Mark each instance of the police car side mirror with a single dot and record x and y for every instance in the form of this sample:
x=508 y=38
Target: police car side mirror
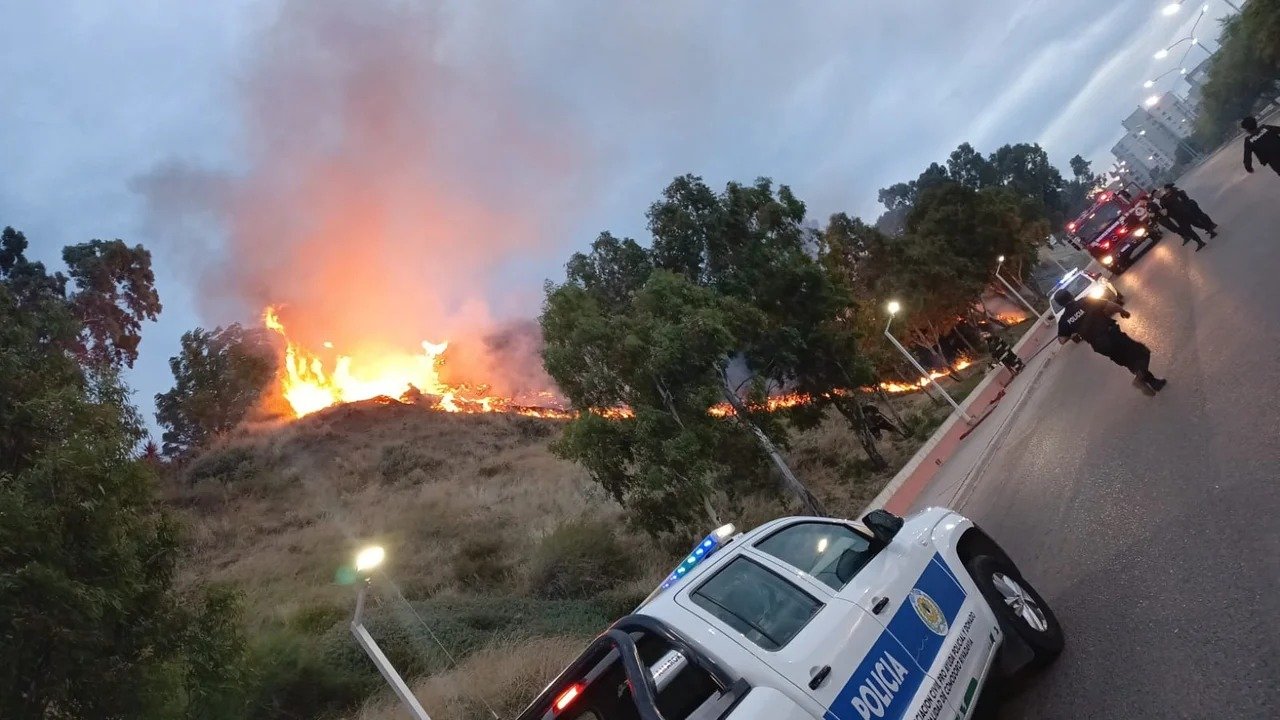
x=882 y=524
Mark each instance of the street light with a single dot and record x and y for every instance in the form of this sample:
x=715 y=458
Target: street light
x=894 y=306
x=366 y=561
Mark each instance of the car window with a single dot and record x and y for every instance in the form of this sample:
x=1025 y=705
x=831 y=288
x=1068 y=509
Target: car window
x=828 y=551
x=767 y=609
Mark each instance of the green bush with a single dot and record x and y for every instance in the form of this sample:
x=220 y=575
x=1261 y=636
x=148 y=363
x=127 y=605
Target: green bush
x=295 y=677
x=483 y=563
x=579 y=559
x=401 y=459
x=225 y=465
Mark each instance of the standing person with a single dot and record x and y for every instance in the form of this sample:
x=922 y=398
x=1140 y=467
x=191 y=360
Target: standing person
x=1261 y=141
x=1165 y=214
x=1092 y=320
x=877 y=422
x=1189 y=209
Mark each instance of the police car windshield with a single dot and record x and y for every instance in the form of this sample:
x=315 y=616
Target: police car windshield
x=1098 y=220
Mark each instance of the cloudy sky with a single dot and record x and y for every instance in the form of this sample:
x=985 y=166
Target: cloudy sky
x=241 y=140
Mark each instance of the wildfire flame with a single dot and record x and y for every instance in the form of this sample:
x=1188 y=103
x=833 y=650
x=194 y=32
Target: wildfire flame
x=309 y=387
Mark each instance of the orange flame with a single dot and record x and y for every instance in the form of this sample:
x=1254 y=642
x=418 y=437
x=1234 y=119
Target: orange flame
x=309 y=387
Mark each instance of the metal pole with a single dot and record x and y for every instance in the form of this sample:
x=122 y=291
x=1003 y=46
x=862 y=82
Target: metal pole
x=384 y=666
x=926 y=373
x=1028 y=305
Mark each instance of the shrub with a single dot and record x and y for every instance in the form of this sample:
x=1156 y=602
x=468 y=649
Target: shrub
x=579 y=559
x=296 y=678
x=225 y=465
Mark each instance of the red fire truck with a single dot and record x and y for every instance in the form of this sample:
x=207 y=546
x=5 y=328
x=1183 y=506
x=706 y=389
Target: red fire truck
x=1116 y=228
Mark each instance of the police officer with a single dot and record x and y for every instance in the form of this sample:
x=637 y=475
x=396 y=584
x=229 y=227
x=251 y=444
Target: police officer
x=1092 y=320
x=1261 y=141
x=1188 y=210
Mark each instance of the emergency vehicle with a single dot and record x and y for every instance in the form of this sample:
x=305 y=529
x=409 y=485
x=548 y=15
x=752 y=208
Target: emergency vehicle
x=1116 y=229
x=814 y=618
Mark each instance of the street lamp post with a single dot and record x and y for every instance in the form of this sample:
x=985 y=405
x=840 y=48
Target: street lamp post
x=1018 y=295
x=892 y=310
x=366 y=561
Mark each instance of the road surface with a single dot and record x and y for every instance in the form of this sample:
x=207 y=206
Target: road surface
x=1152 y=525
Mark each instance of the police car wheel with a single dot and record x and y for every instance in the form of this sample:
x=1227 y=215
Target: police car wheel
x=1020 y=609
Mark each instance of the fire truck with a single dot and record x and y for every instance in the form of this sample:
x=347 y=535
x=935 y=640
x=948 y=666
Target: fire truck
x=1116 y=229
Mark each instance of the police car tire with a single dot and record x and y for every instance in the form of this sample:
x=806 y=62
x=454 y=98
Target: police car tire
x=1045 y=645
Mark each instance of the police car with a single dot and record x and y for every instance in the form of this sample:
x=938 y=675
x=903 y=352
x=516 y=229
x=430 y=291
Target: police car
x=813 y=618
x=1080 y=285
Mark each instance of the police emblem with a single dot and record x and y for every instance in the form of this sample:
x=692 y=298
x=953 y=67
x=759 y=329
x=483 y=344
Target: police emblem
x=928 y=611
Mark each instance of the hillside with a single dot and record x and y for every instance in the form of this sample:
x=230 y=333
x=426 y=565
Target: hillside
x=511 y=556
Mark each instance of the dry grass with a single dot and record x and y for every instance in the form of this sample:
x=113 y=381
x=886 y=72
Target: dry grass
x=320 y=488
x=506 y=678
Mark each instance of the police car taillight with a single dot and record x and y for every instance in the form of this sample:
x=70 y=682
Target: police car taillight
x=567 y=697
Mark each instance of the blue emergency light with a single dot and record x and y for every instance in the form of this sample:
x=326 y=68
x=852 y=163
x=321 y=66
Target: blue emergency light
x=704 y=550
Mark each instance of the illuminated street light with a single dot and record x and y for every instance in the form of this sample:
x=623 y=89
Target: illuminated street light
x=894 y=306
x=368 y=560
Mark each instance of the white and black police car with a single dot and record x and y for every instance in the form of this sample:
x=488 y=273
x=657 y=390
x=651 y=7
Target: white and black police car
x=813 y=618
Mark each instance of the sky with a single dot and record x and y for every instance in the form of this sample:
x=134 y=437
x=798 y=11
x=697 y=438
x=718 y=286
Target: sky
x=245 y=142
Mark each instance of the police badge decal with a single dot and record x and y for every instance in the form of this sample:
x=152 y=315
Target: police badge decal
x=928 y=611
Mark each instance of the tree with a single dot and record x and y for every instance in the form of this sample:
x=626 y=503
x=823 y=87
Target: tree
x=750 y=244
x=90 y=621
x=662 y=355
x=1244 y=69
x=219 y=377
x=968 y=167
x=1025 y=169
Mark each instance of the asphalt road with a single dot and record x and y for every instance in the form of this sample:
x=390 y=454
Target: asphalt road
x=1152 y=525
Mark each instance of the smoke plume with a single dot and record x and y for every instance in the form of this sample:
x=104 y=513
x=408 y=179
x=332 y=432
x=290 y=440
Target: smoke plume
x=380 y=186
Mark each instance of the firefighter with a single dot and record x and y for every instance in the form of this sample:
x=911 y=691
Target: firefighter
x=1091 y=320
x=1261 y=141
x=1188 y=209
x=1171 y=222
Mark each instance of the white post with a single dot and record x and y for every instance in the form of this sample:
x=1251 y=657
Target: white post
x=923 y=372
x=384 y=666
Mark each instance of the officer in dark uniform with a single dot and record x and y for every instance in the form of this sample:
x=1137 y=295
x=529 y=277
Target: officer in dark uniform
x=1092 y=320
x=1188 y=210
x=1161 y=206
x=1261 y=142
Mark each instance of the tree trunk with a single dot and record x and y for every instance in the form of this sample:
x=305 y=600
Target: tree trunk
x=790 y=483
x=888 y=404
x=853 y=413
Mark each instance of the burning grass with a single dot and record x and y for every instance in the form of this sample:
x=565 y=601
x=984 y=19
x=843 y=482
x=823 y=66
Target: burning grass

-----

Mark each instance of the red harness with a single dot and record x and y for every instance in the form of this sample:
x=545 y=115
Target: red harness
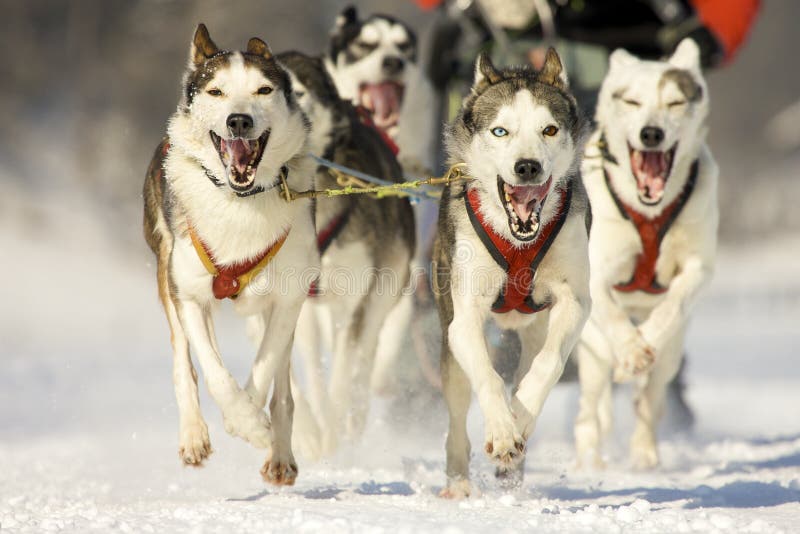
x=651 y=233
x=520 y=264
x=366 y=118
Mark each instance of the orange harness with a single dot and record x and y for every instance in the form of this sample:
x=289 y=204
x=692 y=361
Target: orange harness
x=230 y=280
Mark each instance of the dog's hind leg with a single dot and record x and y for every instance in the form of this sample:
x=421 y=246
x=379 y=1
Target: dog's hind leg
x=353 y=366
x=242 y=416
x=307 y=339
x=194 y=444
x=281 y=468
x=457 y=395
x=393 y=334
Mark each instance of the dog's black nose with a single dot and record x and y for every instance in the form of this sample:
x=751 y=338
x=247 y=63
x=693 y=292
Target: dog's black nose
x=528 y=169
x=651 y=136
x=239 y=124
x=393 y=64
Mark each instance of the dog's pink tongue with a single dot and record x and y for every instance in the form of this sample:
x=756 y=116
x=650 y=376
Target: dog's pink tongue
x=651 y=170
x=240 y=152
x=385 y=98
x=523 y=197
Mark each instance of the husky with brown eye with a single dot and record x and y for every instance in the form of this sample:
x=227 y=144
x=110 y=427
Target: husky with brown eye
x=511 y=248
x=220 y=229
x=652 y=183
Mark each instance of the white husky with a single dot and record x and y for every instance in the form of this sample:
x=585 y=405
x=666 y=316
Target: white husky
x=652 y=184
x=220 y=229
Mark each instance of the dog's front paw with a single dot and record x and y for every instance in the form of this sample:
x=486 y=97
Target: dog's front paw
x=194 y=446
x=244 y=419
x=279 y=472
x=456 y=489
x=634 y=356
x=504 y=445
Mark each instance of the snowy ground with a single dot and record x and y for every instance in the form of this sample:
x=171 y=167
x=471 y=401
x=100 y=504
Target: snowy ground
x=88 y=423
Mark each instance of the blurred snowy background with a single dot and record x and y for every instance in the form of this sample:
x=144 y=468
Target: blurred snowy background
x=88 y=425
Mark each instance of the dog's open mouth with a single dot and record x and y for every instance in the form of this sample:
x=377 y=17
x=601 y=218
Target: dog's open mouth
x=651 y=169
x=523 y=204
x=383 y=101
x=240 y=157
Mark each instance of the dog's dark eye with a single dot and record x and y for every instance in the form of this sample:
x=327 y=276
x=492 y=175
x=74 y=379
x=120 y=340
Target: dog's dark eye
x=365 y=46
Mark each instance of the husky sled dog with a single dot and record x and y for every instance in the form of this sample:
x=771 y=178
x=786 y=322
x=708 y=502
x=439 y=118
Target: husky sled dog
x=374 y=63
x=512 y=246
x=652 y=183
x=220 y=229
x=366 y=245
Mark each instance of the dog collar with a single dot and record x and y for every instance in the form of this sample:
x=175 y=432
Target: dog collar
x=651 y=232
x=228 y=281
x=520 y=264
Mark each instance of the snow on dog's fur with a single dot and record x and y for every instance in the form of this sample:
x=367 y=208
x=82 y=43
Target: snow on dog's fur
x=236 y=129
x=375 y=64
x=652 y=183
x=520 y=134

-----

**Problem to work on**
Can you copy out, word for word, the lines above from the one containing "Mark each instance of the tree trunk" through the one containing "Target: burning grass", including both of those lines?

**Result of the exercise**
Mark each instance of the tree trunk with a single dot and record x and y for every instance in the form of this sample:
x=305 y=600
Target: tree trunk
x=790 y=483
x=888 y=404
x=853 y=413
Mark each instance of the burning grass with a single dot and record x and y for every instance in the form of this sample:
x=565 y=601
x=984 y=19
x=843 y=482
x=823 y=66
Target: burning grass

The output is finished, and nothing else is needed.